== MATERIAL FOR THIS TASK ==
>>>>>

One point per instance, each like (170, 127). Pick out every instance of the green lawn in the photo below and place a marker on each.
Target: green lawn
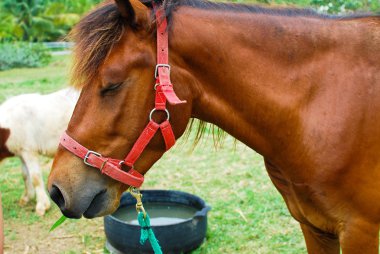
(248, 215)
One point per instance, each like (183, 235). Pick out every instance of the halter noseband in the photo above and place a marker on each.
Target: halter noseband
(164, 92)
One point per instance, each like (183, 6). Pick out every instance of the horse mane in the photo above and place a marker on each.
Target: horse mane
(96, 34)
(94, 37)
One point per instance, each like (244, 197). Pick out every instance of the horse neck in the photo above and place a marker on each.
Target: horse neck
(251, 72)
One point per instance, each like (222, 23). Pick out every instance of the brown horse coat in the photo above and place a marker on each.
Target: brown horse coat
(301, 89)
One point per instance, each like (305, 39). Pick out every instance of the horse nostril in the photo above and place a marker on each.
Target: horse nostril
(57, 197)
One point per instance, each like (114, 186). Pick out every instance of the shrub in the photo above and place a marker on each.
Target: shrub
(22, 54)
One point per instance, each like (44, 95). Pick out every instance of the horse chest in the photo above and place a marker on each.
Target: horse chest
(302, 201)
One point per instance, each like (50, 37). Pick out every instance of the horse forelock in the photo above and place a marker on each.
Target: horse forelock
(4, 135)
(94, 37)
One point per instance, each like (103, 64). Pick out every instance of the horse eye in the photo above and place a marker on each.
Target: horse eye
(110, 88)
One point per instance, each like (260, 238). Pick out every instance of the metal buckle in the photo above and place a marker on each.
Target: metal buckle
(153, 110)
(88, 155)
(158, 66)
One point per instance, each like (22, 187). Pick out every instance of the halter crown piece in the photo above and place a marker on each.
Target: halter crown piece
(164, 92)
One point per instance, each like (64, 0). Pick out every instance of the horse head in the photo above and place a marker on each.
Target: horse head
(115, 60)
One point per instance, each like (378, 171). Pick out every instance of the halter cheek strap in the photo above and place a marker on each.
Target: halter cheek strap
(164, 92)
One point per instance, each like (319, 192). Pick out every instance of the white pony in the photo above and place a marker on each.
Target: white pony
(31, 124)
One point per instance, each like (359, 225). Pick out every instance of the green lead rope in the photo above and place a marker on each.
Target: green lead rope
(147, 232)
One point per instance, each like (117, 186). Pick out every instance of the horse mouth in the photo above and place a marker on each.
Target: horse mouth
(89, 207)
(97, 205)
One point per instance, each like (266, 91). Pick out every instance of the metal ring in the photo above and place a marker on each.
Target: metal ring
(153, 110)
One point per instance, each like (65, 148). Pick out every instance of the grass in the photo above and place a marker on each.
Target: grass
(248, 215)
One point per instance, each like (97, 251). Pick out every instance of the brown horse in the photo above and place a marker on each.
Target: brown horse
(301, 89)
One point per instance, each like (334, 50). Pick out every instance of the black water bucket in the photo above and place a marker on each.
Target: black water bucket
(177, 235)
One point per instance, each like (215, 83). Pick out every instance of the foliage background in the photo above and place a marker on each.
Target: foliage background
(50, 20)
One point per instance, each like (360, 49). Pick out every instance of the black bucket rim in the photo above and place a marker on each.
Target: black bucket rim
(205, 208)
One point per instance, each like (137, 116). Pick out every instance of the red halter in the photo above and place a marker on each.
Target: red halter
(164, 91)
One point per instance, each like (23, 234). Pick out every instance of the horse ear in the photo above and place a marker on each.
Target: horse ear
(133, 11)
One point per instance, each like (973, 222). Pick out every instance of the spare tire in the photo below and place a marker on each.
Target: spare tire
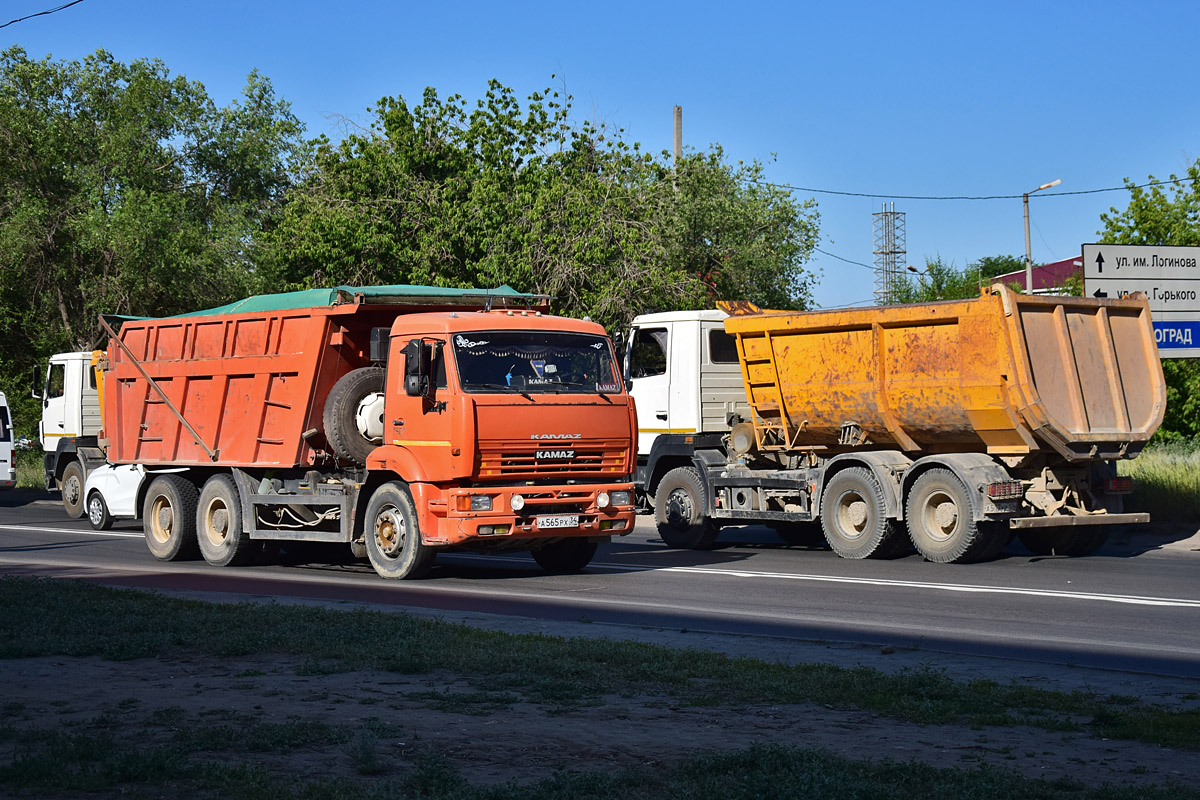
(353, 414)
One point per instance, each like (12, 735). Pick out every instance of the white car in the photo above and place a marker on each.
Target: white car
(112, 492)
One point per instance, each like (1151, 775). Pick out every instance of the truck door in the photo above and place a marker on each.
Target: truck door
(54, 423)
(418, 423)
(649, 383)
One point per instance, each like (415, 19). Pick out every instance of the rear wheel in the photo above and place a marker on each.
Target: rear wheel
(72, 489)
(853, 517)
(219, 530)
(679, 506)
(942, 524)
(567, 555)
(393, 536)
(353, 414)
(1065, 541)
(97, 512)
(168, 518)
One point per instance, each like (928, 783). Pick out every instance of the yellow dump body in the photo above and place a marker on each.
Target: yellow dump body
(1005, 373)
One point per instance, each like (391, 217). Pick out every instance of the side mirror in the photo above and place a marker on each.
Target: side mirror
(418, 362)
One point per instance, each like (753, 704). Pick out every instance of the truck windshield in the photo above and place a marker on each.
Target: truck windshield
(534, 362)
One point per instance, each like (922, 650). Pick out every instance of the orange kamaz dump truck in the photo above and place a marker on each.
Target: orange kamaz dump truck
(399, 420)
(945, 426)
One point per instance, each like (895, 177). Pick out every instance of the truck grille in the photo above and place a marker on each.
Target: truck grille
(526, 459)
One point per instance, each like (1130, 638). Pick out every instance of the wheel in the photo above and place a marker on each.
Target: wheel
(799, 534)
(353, 414)
(168, 518)
(219, 530)
(1065, 541)
(393, 536)
(853, 517)
(942, 525)
(72, 489)
(679, 507)
(565, 555)
(97, 512)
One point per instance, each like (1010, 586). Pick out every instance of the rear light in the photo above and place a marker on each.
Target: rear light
(1005, 491)
(1117, 486)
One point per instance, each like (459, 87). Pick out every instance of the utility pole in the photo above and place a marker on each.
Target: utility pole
(678, 133)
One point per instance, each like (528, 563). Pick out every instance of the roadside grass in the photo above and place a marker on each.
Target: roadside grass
(1167, 481)
(41, 617)
(100, 765)
(30, 469)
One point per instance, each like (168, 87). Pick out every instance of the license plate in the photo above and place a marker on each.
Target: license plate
(558, 521)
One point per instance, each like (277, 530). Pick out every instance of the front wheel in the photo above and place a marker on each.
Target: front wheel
(97, 512)
(393, 536)
(679, 510)
(567, 555)
(72, 489)
(942, 524)
(168, 518)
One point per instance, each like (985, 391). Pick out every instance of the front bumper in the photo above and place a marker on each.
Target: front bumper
(549, 512)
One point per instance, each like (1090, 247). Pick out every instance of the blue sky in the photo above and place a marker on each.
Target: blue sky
(917, 98)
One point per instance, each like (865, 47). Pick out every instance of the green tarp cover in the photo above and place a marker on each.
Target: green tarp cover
(393, 294)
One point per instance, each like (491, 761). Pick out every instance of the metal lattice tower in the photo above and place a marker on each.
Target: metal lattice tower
(889, 251)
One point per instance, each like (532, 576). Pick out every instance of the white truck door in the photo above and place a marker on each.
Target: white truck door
(649, 383)
(54, 423)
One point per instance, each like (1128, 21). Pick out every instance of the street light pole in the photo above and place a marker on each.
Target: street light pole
(1029, 254)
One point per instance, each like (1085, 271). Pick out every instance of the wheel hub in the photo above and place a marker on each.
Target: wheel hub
(390, 533)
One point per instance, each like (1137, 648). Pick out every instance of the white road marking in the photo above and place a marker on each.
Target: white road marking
(72, 531)
(1131, 600)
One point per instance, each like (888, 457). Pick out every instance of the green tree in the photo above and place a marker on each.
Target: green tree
(443, 193)
(937, 281)
(1169, 215)
(125, 190)
(991, 266)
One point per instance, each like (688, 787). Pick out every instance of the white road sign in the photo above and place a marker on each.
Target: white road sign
(1168, 276)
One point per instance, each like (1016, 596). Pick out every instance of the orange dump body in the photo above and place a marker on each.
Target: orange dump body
(1005, 373)
(250, 384)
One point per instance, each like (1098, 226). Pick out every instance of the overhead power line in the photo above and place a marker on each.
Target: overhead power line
(965, 197)
(42, 13)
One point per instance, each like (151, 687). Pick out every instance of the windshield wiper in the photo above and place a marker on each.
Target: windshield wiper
(503, 388)
(582, 385)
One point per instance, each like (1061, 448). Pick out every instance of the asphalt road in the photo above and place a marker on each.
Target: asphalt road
(1134, 607)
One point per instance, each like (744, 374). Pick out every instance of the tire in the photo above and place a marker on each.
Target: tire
(393, 536)
(97, 512)
(345, 415)
(799, 534)
(942, 525)
(1065, 541)
(565, 555)
(72, 489)
(168, 518)
(679, 507)
(853, 517)
(219, 527)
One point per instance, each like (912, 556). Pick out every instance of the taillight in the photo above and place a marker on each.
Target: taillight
(1117, 486)
(1005, 491)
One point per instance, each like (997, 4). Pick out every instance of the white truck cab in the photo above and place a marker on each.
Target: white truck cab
(683, 372)
(7, 467)
(70, 425)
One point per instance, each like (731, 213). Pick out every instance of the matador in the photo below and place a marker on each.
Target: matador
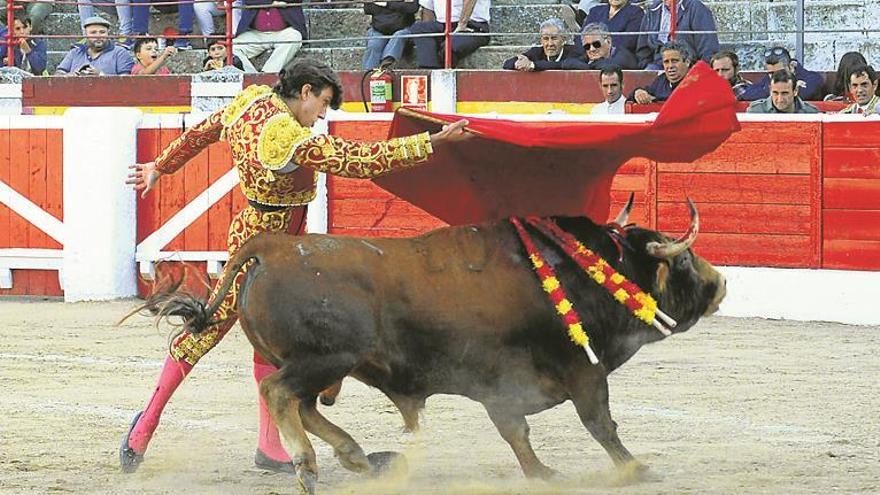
(278, 158)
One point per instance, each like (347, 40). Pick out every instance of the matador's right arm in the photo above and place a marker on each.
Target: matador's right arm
(284, 140)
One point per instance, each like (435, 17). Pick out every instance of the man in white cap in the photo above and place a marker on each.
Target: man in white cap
(98, 56)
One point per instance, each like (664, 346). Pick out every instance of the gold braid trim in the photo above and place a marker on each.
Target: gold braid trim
(243, 101)
(278, 140)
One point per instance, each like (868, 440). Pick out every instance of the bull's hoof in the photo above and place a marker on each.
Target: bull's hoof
(633, 472)
(266, 463)
(305, 480)
(129, 460)
(387, 462)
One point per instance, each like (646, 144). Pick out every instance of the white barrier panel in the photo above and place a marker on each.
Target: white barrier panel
(99, 209)
(803, 295)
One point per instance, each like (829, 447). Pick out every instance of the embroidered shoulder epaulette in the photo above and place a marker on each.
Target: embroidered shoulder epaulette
(278, 140)
(243, 101)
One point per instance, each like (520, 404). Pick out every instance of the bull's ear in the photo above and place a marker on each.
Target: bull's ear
(662, 276)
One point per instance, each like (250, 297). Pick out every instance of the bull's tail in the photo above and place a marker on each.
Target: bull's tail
(197, 314)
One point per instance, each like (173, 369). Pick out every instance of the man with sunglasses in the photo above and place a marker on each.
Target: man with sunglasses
(554, 50)
(600, 52)
(778, 58)
(783, 96)
(677, 61)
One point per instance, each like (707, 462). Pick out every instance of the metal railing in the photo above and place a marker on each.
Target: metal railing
(11, 40)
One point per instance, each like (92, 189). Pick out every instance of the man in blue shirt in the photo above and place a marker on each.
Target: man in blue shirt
(29, 53)
(691, 15)
(99, 56)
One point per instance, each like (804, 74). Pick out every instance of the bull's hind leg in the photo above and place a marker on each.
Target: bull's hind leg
(349, 453)
(589, 393)
(283, 405)
(515, 431)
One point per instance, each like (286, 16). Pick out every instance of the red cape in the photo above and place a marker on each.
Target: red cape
(556, 168)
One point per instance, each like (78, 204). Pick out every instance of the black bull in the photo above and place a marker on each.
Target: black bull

<<<<<

== WORK REQUIRED ==
Write out exactly the lines from the line holding "One point per instance, each like (92, 189)." through the last line of the data, and nothing besides those lines.

== PROBLEM SOLUTION ==
One point per instance, each like (92, 189). Pick out every instance of the man in blue shirt in the photo above and place a marker on each.
Target: man in blue shirt
(29, 53)
(691, 15)
(99, 56)
One point per instance, each like (804, 74). Pick out every instance of the bull's hind leg in the photo above and place a marker on each.
Target: bull's hind leg
(349, 453)
(589, 393)
(283, 405)
(515, 431)
One point per instance, each like (286, 16). Pick out every instance of the red cape in the photo above and place a marker on each.
Target: red cape
(556, 168)
One point per instance, each like (78, 204). Pick out every instance of the black bull in the photo above and place a marker on each.
Target: black bull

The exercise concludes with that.